### WHAT NEEDS TO BE DONE
Below are records. Find each line in them that holds the word "rings" and copy it.
• • •
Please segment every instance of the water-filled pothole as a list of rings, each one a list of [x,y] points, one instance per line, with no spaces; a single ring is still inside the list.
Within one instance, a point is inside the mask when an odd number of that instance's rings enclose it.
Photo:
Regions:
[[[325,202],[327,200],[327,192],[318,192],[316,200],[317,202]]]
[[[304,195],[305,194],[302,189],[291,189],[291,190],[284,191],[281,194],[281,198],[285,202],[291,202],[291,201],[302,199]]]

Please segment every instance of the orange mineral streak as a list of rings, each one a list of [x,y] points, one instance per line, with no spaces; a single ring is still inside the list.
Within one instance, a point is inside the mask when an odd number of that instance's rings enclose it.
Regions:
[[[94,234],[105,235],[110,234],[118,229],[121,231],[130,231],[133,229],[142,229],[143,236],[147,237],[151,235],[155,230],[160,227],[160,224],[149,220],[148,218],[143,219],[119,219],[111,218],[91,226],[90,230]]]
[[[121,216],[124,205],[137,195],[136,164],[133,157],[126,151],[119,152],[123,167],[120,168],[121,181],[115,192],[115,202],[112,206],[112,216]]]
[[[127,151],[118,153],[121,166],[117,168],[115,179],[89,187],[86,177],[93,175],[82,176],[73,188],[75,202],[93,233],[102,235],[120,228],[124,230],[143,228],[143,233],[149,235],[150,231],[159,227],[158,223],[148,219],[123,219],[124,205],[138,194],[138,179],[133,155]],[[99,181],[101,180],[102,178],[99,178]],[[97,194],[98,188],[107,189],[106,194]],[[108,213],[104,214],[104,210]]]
• • •
### RESPONSE
Please segment every instance of the water-filled pothole as a list of rings, each one a list of [x,y] points, one instance per line, with no spaces; a single ring is still inside the list.
Within one instance, a point is inside the mask when an odd number of that instance's rings enclose it.
Please segment every instance of the orange mineral streak as a list of rings, each one a list of [x,y] points, one instance per line, with no spaces; a single ring is still inside the list.
Within one instance, a point is inside the mask when an odd number of that instance's rings enclose it.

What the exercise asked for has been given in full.